**Задание A:** Какое музыкальное произведение в исходном тексте названо прообразом прозы?

**Исходный текст:**
== == ==

Так что же важно?..
Вроде, и То, и Это, и Третье… А копнешь — То на поверхности, Это — не слишком глубоко, Третье… тоже не до глубин… Четвертое?.. Вроде бы оно… Нет! Отодвинешь, за ним в темноте колышется… Что? Или мерещится?..
Так что же важно нам — на самом деле?.. видеть хочу!..
Так мне говорил один человек, давно. Мы молодые были, мечтали…
Недавно встретил, после многих лет.
Я ему про живопись, прозу… получается, не получается… Так и не добрался, говорю…
— А я теперь знаю, что там, — отвечает. — Идите вы все… Вот что в глубине.
— А было?
— Мало ли что было… Сплыло.
Он издалека, по делам в наш город. Утром обратно ему.
Переночуй у нас.
Нет, в гостинице номер люкс, фирма платит пусть.
Ушел, исчез.
Недавно узнал — он через месяц умер.
Печально кончилось, я думал. Но с этим жить нельзя, так что вовремя умер.

из 2006-го

Прообразом(идеалом) прозы для меня является Болеро Равеля. В основе ритмическая фраза, вся тяжесть на ударнике, от которого требуется редкостное постоянство. Простенький мотивчик — и далее в этом ничего нового. Зато долгое, долгое тщательное углубление, расширение темы за счет все более подробной оркестровки.

== == ==

**Задание B:** Перепишите строки записей от строки с «Where can you see the raised» до строки с «column 209, row 72», заменив везде «Target» на «Object», а всё остальное оставьте без изменений.

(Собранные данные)
== == ==

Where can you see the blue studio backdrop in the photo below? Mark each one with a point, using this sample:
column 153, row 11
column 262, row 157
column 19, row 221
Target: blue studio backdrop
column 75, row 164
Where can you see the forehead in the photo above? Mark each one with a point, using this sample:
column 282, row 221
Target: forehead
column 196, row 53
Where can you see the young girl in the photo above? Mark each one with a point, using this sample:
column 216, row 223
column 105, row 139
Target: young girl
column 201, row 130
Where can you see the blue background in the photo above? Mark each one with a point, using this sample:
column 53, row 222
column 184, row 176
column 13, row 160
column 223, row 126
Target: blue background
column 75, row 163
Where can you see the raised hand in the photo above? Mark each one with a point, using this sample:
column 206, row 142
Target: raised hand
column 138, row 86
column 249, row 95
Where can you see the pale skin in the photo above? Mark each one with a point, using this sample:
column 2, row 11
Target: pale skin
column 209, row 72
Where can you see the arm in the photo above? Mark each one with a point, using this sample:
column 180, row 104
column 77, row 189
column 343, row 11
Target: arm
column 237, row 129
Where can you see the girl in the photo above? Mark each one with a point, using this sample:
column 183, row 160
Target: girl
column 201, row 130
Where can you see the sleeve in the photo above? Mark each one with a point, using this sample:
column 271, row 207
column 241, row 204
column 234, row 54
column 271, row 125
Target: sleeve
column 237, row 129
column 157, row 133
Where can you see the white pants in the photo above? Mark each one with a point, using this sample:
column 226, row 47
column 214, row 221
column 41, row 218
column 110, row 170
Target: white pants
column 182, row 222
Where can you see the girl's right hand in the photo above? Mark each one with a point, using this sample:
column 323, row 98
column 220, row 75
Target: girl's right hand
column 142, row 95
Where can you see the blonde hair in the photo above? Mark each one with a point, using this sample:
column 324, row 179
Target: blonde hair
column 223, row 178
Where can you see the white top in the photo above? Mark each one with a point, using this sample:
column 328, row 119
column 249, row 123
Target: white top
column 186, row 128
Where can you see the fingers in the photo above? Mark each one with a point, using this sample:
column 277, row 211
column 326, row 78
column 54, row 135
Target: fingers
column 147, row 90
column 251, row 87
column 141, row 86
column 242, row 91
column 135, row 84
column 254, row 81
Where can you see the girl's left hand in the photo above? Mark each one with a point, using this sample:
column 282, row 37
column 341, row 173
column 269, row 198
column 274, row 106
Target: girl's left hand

== == ==

**Полный ответ A:** Болеро Равеля.

**Полный ответ B:**
Where can you see the raised hand in the photo above? Mark each one with a point, using this sample:
column 206, row 142
Object: raised hand
column 138, row 86
column 249, row 95
Where can you see the pale skin in the photo above? Mark each one with a point, using this sample:
column 2, row 11
Object: pale skin
column 209, row 72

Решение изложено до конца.